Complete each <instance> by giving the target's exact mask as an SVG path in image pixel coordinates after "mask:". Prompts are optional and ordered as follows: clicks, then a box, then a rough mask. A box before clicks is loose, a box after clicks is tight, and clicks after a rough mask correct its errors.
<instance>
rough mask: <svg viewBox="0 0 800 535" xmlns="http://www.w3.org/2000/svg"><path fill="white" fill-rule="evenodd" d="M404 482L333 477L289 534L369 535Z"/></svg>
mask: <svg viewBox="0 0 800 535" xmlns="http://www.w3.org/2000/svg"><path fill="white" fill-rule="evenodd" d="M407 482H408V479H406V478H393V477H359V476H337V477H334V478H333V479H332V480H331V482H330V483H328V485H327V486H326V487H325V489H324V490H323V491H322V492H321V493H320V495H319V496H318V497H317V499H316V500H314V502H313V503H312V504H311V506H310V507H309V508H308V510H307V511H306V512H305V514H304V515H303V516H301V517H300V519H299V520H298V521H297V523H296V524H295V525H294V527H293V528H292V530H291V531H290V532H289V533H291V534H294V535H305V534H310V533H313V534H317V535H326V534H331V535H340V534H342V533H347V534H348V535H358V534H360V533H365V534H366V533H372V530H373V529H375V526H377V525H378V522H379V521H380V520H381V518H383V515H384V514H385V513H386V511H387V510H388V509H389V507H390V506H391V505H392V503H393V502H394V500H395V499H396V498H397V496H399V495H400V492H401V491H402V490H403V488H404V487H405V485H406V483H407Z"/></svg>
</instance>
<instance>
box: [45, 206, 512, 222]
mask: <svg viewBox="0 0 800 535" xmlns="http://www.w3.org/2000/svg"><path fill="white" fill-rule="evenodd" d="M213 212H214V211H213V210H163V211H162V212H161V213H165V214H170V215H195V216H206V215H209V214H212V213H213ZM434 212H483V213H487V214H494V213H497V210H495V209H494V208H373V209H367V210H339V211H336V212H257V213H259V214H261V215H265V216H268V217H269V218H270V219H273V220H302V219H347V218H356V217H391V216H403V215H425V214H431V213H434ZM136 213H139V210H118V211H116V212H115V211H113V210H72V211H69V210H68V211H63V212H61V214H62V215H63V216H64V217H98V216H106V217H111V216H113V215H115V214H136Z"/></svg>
*****
### THE TASK
From the records above, extract every entry verbatim.

### YOUR RESPONSE
Complete each <instance> by giving the target's exact mask as an SVG path in image pixel coordinates after "mask:". Prompts are optional and ordered as follows: clicks, then a box, then a rough mask. A box before clicks is loose, a box after clicks is tight, and clicks after a rough mask correct its errors.
<instance>
rough mask: <svg viewBox="0 0 800 535" xmlns="http://www.w3.org/2000/svg"><path fill="white" fill-rule="evenodd" d="M404 482L333 477L289 534L369 535Z"/></svg>
mask: <svg viewBox="0 0 800 535" xmlns="http://www.w3.org/2000/svg"><path fill="white" fill-rule="evenodd" d="M407 482H408V479H406V478H393V477H359V476H337V477H334V478H333V479H332V480H331V482H330V483H328V485H327V486H326V487H325V489H324V490H323V491H322V492H321V493H320V495H319V496H318V497H317V499H316V500H314V502H313V503H312V504H311V506H310V507H309V508H308V510H307V511H306V512H305V514H304V515H303V516H301V517H300V519H299V520H298V521H297V523H296V524H295V525H294V527H293V528H292V530H291V531H290V532H289V533H291V534H294V535H305V534H310V533H313V534H317V535H326V534H331V535H340V534H342V533H347V534H348V535H358V534H360V533H365V534H366V533H372V530H373V529H375V526H377V525H378V522H379V521H380V520H381V518H383V515H384V514H385V513H386V511H387V510H388V509H389V507H390V506H391V505H392V503H393V502H394V500H395V499H396V498H397V496H399V495H400V492H401V491H402V490H403V488H404V487H405V485H406V483H407Z"/></svg>
</instance>
<instance>
box: [45, 206, 512, 222]
mask: <svg viewBox="0 0 800 535" xmlns="http://www.w3.org/2000/svg"><path fill="white" fill-rule="evenodd" d="M213 212H214V211H213V210H163V211H162V212H161V213H165V214H170V215H195V216H206V215H209V214H212V213H213ZM434 212H483V213H487V214H494V213H497V210H495V209H494V208H373V209H367V210H339V211H336V212H257V213H259V214H261V215H265V216H268V217H269V218H270V219H273V220H302V219H347V218H356V217H391V216H403V215H425V214H431V213H434ZM136 213H139V210H118V211H116V212H115V211H113V210H72V211H69V210H68V211H63V212H61V214H62V215H63V216H64V217H98V216H106V217H111V216H113V215H115V214H136Z"/></svg>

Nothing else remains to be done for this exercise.